Union Trust Bank
- Company type: Private
- Founded: 1995
- Headquarters: 2 Howe Street Freetown, Sierra Leone
- Key people: Ajaratu M. Mahdi Chairperson James Sanpha Koroma Chief Executive Officer
- Products: Savings, Checking, Investments
- Revenue: Aftertax: SLL: 1.466 billion (US$197,000) (2015)
- Total assets: SLL:361.82 billion (US$48.6 million) (2015)
- Number of employees: 280 (2015)
- Website: Homepage

= Union Trust Bank =

Commercial bank in Sierra Leone

Union Trust Bank (UTB), whose full name is Union Trust Bank Limited, is a commercial bank in Sierra Leone. It is licensed as a "commercial bank" by the Bank of Sierra Leone, the central bank and national banking regulator.

==Overview==
The bank, according to its website, is the only privately owned indigenous commercial bank in the country, as of May 2017. As of December 2015, the bank's total assets were valued at SLL:361.817 billion (approximately US$48.6 million), with shareholders' equity of SLL: 58.162 billion (approximately US$7.811 million).

(DIRECTIVE 1): Translate this sentence from the Union Trust Bank page into Spanish: "Union Trust Bank (UTB), whose full name is Union Trust Bank Limited, is a commercial bank in Sierra Leone."
The bank page above has no connection to the listing that comes next.

(DATASET RECORDS):
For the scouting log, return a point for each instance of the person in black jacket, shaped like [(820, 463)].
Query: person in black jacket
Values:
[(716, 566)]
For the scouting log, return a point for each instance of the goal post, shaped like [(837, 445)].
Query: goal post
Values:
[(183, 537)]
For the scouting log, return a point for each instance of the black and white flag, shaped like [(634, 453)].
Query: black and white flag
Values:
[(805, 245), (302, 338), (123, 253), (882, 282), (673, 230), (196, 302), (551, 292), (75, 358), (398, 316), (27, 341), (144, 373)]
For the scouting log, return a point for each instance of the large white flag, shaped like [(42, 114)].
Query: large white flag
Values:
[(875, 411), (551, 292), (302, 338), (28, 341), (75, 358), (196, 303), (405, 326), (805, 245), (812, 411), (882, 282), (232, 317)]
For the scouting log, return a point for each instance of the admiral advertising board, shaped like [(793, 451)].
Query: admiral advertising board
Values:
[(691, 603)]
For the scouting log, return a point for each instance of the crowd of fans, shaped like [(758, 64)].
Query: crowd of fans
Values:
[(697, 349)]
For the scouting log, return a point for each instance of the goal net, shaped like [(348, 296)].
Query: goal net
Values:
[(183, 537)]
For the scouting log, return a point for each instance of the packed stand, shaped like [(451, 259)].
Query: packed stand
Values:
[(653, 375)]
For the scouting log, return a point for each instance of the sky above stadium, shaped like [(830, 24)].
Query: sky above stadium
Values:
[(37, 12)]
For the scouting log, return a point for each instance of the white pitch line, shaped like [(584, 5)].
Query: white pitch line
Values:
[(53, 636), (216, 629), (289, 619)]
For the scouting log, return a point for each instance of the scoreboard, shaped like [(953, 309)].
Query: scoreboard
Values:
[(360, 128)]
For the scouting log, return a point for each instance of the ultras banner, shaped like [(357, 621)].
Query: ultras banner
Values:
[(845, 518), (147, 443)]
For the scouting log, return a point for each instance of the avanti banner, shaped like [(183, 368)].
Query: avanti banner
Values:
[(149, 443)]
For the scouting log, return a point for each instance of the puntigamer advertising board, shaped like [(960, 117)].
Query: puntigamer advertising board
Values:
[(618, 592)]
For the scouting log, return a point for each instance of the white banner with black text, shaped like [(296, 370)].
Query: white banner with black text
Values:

(DIRECTIVE 2): Substitute "red jacket" for "black jacket" in the listing, and write out only the listing lines from its start through the line holding "[(716, 566)]", inclusive, leaving everything else unchanged.

(FINAL RESULT 1): Union Trust Bank (UTB), cuyo nombre completo es Union Trust Bank Limited, es un banco comercial en Sierra Leona.

(FINAL RESULT 2):
For the scouting log, return a point for each instance of the person in red jacket, shaped like [(820, 463)].
Query: person in red jacket
Values:
[(716, 566)]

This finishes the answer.